(Data listing)
-=-=-

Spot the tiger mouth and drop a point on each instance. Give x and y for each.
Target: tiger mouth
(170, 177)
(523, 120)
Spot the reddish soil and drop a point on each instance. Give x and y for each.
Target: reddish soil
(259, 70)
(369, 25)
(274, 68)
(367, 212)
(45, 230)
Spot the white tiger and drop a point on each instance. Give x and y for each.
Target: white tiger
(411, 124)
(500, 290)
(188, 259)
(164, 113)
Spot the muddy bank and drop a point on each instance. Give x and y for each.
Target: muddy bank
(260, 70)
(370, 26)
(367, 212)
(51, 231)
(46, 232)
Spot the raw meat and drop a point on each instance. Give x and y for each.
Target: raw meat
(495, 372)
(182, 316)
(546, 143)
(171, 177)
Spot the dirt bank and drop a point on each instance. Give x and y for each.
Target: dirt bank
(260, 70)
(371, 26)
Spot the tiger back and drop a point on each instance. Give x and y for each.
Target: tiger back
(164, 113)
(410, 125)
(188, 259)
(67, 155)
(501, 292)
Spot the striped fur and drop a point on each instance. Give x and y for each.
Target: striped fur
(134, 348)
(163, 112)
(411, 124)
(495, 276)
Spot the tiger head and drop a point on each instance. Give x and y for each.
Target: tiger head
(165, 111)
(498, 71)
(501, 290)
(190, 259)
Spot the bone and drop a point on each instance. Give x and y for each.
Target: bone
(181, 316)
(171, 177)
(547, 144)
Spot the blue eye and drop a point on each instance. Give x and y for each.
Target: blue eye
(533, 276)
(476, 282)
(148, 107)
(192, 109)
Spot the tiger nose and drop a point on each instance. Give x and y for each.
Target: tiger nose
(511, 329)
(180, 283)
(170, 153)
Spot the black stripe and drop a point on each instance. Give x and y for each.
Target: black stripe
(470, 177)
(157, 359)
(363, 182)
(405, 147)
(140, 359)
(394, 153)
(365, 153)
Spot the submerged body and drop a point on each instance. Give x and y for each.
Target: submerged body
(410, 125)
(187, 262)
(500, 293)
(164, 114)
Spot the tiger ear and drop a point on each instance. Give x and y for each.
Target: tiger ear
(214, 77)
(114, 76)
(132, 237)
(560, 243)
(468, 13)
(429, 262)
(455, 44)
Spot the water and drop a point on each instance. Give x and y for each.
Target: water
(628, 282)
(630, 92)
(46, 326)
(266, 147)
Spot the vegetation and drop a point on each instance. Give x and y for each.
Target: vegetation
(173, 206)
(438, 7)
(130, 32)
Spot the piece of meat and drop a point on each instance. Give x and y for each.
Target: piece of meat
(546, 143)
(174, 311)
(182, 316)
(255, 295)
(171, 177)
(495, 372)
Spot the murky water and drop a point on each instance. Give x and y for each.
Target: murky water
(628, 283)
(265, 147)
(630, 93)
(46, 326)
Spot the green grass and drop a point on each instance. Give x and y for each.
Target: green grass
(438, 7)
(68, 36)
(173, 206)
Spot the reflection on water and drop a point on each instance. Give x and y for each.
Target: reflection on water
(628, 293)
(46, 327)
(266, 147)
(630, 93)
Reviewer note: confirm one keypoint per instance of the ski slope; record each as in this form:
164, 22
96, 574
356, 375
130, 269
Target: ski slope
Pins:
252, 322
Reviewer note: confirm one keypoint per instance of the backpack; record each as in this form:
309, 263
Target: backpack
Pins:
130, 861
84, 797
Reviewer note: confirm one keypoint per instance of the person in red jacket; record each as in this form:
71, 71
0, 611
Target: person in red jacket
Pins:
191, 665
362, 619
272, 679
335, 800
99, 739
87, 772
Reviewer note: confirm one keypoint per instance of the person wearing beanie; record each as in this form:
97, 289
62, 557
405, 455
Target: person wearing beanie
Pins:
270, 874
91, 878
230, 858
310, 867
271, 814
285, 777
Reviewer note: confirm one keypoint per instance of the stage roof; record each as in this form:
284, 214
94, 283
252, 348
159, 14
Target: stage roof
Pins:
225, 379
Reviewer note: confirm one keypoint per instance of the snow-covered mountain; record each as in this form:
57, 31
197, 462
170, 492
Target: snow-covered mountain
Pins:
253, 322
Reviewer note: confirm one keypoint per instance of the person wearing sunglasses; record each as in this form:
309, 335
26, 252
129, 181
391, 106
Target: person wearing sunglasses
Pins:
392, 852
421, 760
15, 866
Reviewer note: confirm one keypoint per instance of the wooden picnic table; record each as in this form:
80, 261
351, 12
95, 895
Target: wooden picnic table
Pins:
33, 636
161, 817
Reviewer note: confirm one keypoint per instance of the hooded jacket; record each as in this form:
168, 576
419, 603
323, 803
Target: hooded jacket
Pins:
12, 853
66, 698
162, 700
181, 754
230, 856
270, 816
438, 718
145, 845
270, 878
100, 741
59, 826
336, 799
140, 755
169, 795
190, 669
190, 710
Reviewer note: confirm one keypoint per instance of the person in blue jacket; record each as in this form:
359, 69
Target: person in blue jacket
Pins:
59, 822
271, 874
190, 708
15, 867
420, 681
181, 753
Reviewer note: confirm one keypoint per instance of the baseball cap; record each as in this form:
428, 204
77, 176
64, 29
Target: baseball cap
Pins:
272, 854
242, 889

-=-=-

Output these items again line for line, with no changes.

Spot the tiger mouth and drop a point on each instance. Give x and y for each.
Target: tiger mouth
(170, 177)
(523, 120)
Spot the reddish soil and drop a point on each instance. Give x and y for each.
Target: reddish soil
(259, 70)
(369, 25)
(274, 68)
(367, 212)
(45, 230)
Spot the white tiger and drop a point on each instance. Give x and y for each.
Target: white tiger
(411, 124)
(500, 290)
(188, 259)
(164, 113)
Spot the muddy bank and drop a point on each instance. Give x and y for each.
Target: muddy bank
(260, 70)
(370, 26)
(367, 212)
(51, 231)
(46, 232)
Spot the raw meat and drop a point on each instance. Give x and y for each.
Target: raw meat
(495, 372)
(182, 316)
(546, 143)
(171, 177)
Spot the dirt bank and drop a point on each instance. Give x and y for each.
Target: dirt bank
(260, 70)
(371, 26)
Spot the tiger back and drop a point on each instance. Give x and y for each.
Target: tiger back
(164, 113)
(410, 125)
(188, 259)
(67, 155)
(501, 292)
Spot the striped fur and drop a point on each instance. Give x and y for each.
Target: striped fur
(134, 348)
(163, 112)
(411, 124)
(495, 276)
Spot the tiger head and drop a point on each instance. Give x and y for each.
Target: tiger head
(165, 111)
(498, 71)
(501, 290)
(190, 259)
Spot the bone and drop a point on each instance. Give x and y for each.
Target: bone
(181, 316)
(171, 177)
(547, 144)
Spot the blue eye and drop a point on each instance. Give x and y for each.
Target: blue eye
(533, 276)
(476, 282)
(148, 107)
(192, 109)
Spot the tiger nose and drop a point on each instance. Give x and y for each.
Target: tiger nose
(511, 329)
(180, 283)
(170, 153)
Spot the black stripe and drop a point on each instance. Give x and y for each.
Target: black stripe
(470, 177)
(157, 359)
(363, 182)
(405, 147)
(140, 359)
(394, 153)
(365, 153)
Spot the submerged body and drop a point on each instance. Give x and y for each.
Target: submerged body
(410, 125)
(187, 262)
(500, 293)
(164, 114)
Spot the tiger ear and drop a point on each instance. Give x and y for each.
Target: tiger ear
(214, 77)
(114, 76)
(132, 237)
(560, 243)
(468, 13)
(429, 262)
(455, 44)
Spot the water and drop a point on each instance. Give x and y for each.
Target: water
(628, 282)
(630, 92)
(46, 326)
(266, 147)
Spot the vegetation and drop a point on each instance. Give x and y for each.
Target: vegetation
(173, 206)
(438, 7)
(130, 32)
Spot the piece of meat and drop a point on each instance. Give x and y for each.
Target: piece of meat
(546, 143)
(174, 311)
(182, 316)
(255, 295)
(171, 177)
(495, 372)
Spot the murky water and drop a point on each instance. Give x and y for each.
Target: murky water
(628, 283)
(265, 147)
(630, 93)
(46, 326)
Spot the green grass and drop a point on each instance. Give x and y for each.
Target: green grass
(438, 7)
(68, 36)
(173, 206)
Spot the reflection on water and drop a point on each instance. Give x and y for each.
Target: reflection on water
(628, 293)
(46, 327)
(266, 147)
(630, 93)
Reviewer note: confirm one keypoint per instance of the ski slope; record each as in this form:
164, 22
96, 574
356, 375
130, 269
Target: ski slope
Pins:
252, 322
Reviewer note: confirm one keypoint per instance of the backpack; record each as in this form:
309, 263
Target: backpack
Pins:
130, 861
84, 797
Reviewer note: confirm one keypoint per instance of the person in red jacket; record each as in this form:
71, 71
0, 611
Target: person in red jacket
Pins:
191, 665
362, 619
272, 679
335, 800
99, 739
87, 772
Reviewer note: confirm one keypoint per instance of the person wearing beanie; record each as in this form:
97, 289
62, 557
405, 455
Target: person wearing beanie
Pins:
270, 874
91, 878
230, 858
310, 867
271, 814
285, 777
Reviewer note: confirm one keypoint per instance of the stage roof; record each as in this form:
284, 214
94, 283
252, 348
159, 14
Target: stage roof
Pins:
225, 379
Reviewer note: confirm one keypoint per instance of the snow-covered mountain; record each as in this form:
57, 31
197, 462
170, 492
Target: snow-covered mountain
Pins:
253, 322
Reviewer note: confirm one keypoint per instance of the person wearing sunglasses; record each as in this form:
309, 335
26, 252
129, 181
391, 106
Target: person wearing sunglasses
Pins:
392, 852
421, 760
15, 866
Reviewer note: confirm one keypoint per instance of the wooden picnic table; record each as in this form:
80, 261
351, 12
95, 895
Target: wooden picnic table
Pins:
33, 636
161, 817
Reviewer note: confirm one keypoint per instance of the hooded jacket; record each as in this form:
168, 576
419, 603
323, 803
Target: hooded jacket
Pins:
12, 853
66, 698
162, 700
181, 754
230, 856
270, 816
438, 718
145, 845
270, 878
100, 741
59, 826
336, 799
140, 755
169, 795
190, 669
190, 710
Reviewer note: confirm one keypoint per instance of the person in blue jacket; record each as in this form:
359, 69
Target: person in blue jacket
Pins:
59, 822
271, 874
190, 708
15, 867
420, 681
181, 753
Reviewer note: confirm one keypoint per instance of the baseball cap; record each as in this form:
428, 204
77, 176
64, 29
Target: baseball cap
Pins:
272, 854
242, 889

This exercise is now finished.